== Exercise inputs

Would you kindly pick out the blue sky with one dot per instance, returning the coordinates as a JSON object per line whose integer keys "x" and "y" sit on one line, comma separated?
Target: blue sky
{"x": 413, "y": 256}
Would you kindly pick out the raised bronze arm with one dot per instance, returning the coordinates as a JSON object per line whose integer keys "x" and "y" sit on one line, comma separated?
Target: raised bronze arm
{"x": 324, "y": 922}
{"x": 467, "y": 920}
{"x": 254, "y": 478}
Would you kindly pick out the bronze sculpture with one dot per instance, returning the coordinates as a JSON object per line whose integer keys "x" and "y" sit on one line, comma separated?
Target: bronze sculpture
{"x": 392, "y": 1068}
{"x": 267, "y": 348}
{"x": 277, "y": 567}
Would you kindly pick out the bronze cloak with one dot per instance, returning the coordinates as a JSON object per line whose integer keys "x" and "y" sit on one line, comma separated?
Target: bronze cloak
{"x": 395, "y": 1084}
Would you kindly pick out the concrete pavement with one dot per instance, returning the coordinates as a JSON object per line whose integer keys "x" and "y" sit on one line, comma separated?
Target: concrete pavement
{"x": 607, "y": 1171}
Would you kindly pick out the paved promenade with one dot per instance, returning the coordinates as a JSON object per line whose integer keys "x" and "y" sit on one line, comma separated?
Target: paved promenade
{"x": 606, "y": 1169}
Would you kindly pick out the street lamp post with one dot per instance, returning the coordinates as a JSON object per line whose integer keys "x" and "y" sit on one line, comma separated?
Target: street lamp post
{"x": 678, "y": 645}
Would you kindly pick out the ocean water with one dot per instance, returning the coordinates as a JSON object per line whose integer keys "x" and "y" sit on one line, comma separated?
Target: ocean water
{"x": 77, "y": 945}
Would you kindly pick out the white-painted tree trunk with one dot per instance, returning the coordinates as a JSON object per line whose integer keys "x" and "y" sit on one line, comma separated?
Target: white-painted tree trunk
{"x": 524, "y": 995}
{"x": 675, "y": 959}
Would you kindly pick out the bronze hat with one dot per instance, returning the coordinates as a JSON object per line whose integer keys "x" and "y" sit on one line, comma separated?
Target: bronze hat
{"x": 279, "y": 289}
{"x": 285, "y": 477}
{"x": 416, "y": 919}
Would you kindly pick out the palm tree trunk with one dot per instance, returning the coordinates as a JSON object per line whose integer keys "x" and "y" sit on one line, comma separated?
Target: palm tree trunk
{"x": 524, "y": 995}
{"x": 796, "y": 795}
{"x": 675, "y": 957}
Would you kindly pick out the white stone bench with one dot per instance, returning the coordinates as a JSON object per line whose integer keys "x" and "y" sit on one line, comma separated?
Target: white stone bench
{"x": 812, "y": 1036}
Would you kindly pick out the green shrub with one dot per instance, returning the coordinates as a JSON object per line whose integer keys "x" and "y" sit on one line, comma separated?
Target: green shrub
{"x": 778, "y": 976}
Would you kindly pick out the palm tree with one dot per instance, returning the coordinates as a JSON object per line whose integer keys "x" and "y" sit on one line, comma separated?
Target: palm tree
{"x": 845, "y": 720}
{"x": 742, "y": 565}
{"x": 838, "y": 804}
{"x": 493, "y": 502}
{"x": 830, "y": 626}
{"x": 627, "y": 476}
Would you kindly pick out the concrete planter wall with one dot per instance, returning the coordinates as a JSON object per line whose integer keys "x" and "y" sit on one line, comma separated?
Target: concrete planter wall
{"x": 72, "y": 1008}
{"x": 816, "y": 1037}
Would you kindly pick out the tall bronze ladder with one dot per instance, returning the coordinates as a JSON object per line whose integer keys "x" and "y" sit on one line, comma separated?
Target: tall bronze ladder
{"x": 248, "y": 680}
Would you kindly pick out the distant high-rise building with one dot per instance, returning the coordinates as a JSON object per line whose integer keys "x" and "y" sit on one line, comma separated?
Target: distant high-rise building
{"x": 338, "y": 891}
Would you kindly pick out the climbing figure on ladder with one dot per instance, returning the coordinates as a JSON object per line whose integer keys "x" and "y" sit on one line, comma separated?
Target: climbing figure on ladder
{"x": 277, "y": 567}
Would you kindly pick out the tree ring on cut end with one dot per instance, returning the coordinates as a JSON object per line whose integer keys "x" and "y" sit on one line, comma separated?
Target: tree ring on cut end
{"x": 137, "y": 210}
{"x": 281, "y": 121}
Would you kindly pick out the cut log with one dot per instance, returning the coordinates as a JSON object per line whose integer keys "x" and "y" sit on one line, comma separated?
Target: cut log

====

Required task:
Reproduce every row above word for word, changing nothing.

Answer to the task:
Would you kindly pick out the blue sky with one dot per instance, returning the coordinates as a JSON object per line whose integer keys "x" and "y" sit on one line, comma separated?
Target: blue sky
{"x": 413, "y": 256}
Would you kindly pick out the raised bronze arm with one dot per instance, returning the coordinates as a JSON object per line whose integer keys "x" and "y" sit on one line, comma separated?
Target: raised bronze arm
{"x": 324, "y": 922}
{"x": 467, "y": 920}
{"x": 254, "y": 478}
Would you kindly pick out the bronze sculpture with one dot per instance, returning the coordinates as a JSON object per line whose integer keys "x" and "y" sit on one line, comma separated?
Target: bronze sculpture
{"x": 392, "y": 1068}
{"x": 267, "y": 348}
{"x": 277, "y": 567}
Would you kindly pick out the bronze cloak with one dot per instance, returning the coordinates as a JSON object per line whose integer keys "x" and "y" sit on one line, comma separated?
Target: bronze cloak
{"x": 395, "y": 1084}
Would you kindly pick out the concrete pavement with one dot per instance, returning the coordinates as a JSON object per line whose integer keys "x" and "y" sit on one line, comma separated?
Target: concrete pavement
{"x": 607, "y": 1171}
Would you kindly pick out the paved promenade with one dot per instance, returning the coordinates as a JSON object per line whose integer keys "x" and "y" sit on one line, comma separated?
Target: paved promenade
{"x": 606, "y": 1169}
Would you kindly pick out the street lamp post with one dot per instance, returning the coordinates as a JSON object per line whose integer keys "x" and "y" sit on one line, comma separated?
Target: street lamp post
{"x": 678, "y": 645}
Would you kindly pick out the ocean water with one dot per instance, returning the coordinates as a JSON object per line whose integer keys "x" and "y" sit on one line, comma separated?
Target: ocean water
{"x": 77, "y": 945}
Would you kindly pick out the white-painted tree trunk with one dot per instance, returning the coordinates as a JSON object per line whose integer keys "x" and "y" sit on one line, comma separated?
Target: white-painted tree trunk
{"x": 524, "y": 995}
{"x": 675, "y": 959}
Would you kindly pick out the bronze hat with one dot per instance, returning the coordinates as a JSON object per line whose integer keys "x" and "y" sit on one line, comma separated?
Target: bronze hat
{"x": 279, "y": 289}
{"x": 285, "y": 477}
{"x": 416, "y": 919}
Would you kindly pick out the palm tree trunk with one dot per instance, returning the coordinates as a JSON object per line whose integer keys "x" and "y" sit on one line, comma separated?
Target: palm tree trunk
{"x": 524, "y": 995}
{"x": 796, "y": 795}
{"x": 675, "y": 957}
Would you kindly pick out the white stone bench with one dot per instance, returning the coordinates as a JSON object per line whose integer keys "x" and "y" sit on one line, comma separated?
Target: white stone bench
{"x": 812, "y": 1036}
Would you kindly pick out the green shrub with one dot per instance, returning the coordinates as a JSON object per line whose integer keys "x" and "y" sit on one line, comma separated?
Target: green shrub
{"x": 778, "y": 976}
Would you kindly pick out the palm tree with one dot per instance, returning the coordinates as a JSON object per line whose integer keys "x" and "y" sit on one line, comma separated?
Target: palm tree
{"x": 845, "y": 720}
{"x": 742, "y": 565}
{"x": 838, "y": 804}
{"x": 493, "y": 502}
{"x": 830, "y": 626}
{"x": 627, "y": 476}
Would you kindly pick out the concrete planter wall with one dot per instance, returning the coordinates as a JSON object per line whose integer keys "x" and "y" sit on one line, comma separated?
Target: concrete planter wall
{"x": 72, "y": 1008}
{"x": 816, "y": 1037}
Would you kindly pick out the tall bronze ladder with one dot per instance, returning the coordinates as a JSON object per line whose integer keys "x" and "y" sit on one line, comma separated?
Target: tall bronze ladder
{"x": 248, "y": 680}
Would you kindly pick out the distant high-rise building with one dot per instance, returning the coordinates as a JSON object per line whose integer keys "x" and "y" sit on one line, comma separated?
Target: distant high-rise building
{"x": 338, "y": 891}
Would you kindly pick out the climbing figure on ladder with one dot per instance, returning the coordinates as a JSON object per line whose integer keys "x" and "y" sit on one line, comma separated?
Target: climbing figure on ladder
{"x": 277, "y": 567}
Would you kindly pick out the tree ring on cut end with one dot per instance, returning the coordinates as a JSON object per line whose integer keys "x" and "y" sit on one line, comma separated?
Target: tree ring on cut end
{"x": 137, "y": 210}
{"x": 281, "y": 121}
Would you kindly pick out the cut log with one dot per instance, returning the coordinates as a JSON object per line whose integer keys "x" and "y" sit on one line, comma separated?
Target: cut log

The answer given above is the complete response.